Los diarios del sur estadounidense, en cambio, publicaron en esos días terribles las fotos de los dos acusados del crimen, Bryant y Milam, en sus uniformes del ejército en un intento por mostrarlos como buenos y nobles ciudadanos, mientras editorializaban con el rumor que afirmaba que el norte americano podía incitar a una nueva guerra de secesión: citaban a The New York Times, que había elogiado la decisión de la justicia sureña de juzgar a los acusados bajo el cargo de asesinato.
Acusar era una cosa y condenar, otra. En septiembre, al mes siguiente del crimen, Bryant y Milam fueron juzgados por secuestro y asesinato en el juzgado de Tallahatchie y frente a un jurado compuesto por doce hombres, todos blancos. Los acusados negaron haber matado a Emmett Till y fueron absueltos de los dos cargos: primero el de asesinato y, meses después, el de secuestro. Una espectadora del juicio, la activista Ruby Hurley, diría luego que, en el juzgado, “los acusados estaban allí, tomando helados y jugando con sus niños, como si estuvieran en un picnic”.
En enero de 1956, a cinco meses del asesinato, la revista Look publicó un reportaje en el que Bryant y Milam sí confesaron haber matado a Emmett Till: se sintieron amparados, y lo estuvieron, por el principio legal que impide que una persona sea juzgada dos veces por el mismo delito. Bryant dijo que no se arrepentía de haber matado al muchacho porque se había propasado con su mujer. Milam narró en detalle cómo había sido el secuestro y el asesinato, y admitió que lo habían hecho porque el chico le había faltado el respeto a una mujer blanca que, además, era la esposa de su medio hermano. Look les pagó cuatro mil dólares por la entrevista.

========

### CONSIGNA
Continúa el fragmento sobre el asesinato de Emmett Till a partir de su última oración.

========

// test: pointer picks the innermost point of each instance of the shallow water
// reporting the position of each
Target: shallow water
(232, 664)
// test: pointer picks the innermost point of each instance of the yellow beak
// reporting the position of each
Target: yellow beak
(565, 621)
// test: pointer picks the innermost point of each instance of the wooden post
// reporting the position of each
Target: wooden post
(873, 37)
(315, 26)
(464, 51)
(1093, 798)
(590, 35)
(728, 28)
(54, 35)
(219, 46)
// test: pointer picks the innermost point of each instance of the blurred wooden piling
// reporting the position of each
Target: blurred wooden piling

========

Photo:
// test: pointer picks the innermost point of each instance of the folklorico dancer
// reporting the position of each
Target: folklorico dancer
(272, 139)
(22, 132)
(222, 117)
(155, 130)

========

### RESULTADO DE LA TAREA
Ya se sabía quiénes, cómo y por qué habían matado a Emmett Till. Faltaba corroborar el motivo. En realidad, nadie que hubiese conocido al muchacho podía concebir que hubiera adoptado la actitud desenfadada y ofensiva que Carolyn Bryant le adjudicaba: todos coincidían en presentarlo como un chico tímido y respetuoso. Sin embargo, para sostener el argumento de la mujer sobre la conducta obscena del chico, en el sur esgrimieron la conducta del padre de Emmett, ejecutado por el ejército americano en Italia, acusado de violación y asesinato, otro caso que con los años también quedó en la duda.
La historia de Carolyn Bryant se mantuvo en pie por muchos años. En 2008, cincuenta y tres años después del asesinato de Emmett, Carolyn confesó la verdad al periodista Timothy Tyson que preparaba un libro: The blood of Emmett Till (La sangre de Emmett Till). Carolyn, entonces de setenta y cuatro años, le dijo al periodista que el chico nunca le había dirigido la palabra y que tampoco había hecho ningún gesto provocativo: “Esa parte no es verdad”, reveló la mujer. Y agregó: “De todos modos, nada de lo que ese muchacho hubiera hecho podría justificar lo que le sucedió”. Hablaba como ajena al drama que ella misma había provocado.
El libro se publicó recién en 2017, cuando Carolyn tenía ochenta y tres años. El caso había sido reabierto en 2004 en un proceso que demandó la exhumación del cuerpo de Emmett: la investigación se cerró en 2007 cuando un Gran Jurado de Mississippi se negó a formular nuevos cargos. El libro de Tyson volvió a reabrir el caso, esta vez a cargo del FBI y del Departamento de Justicia; volvieron a interrogar a Carolyn Bryant que, al parecer, volvió a dar su versión original, y falsa, de los hechos. En diciembre de 2021, a falta de pruebas que confirmaran la verdad expuesta por Tyson, que no tenía grabaciones de su entrevista con Bryant, el caso quedó definitivamente cerrado. Carolyn Bryant murió en abril de 2023 a los ochenta y ocho años.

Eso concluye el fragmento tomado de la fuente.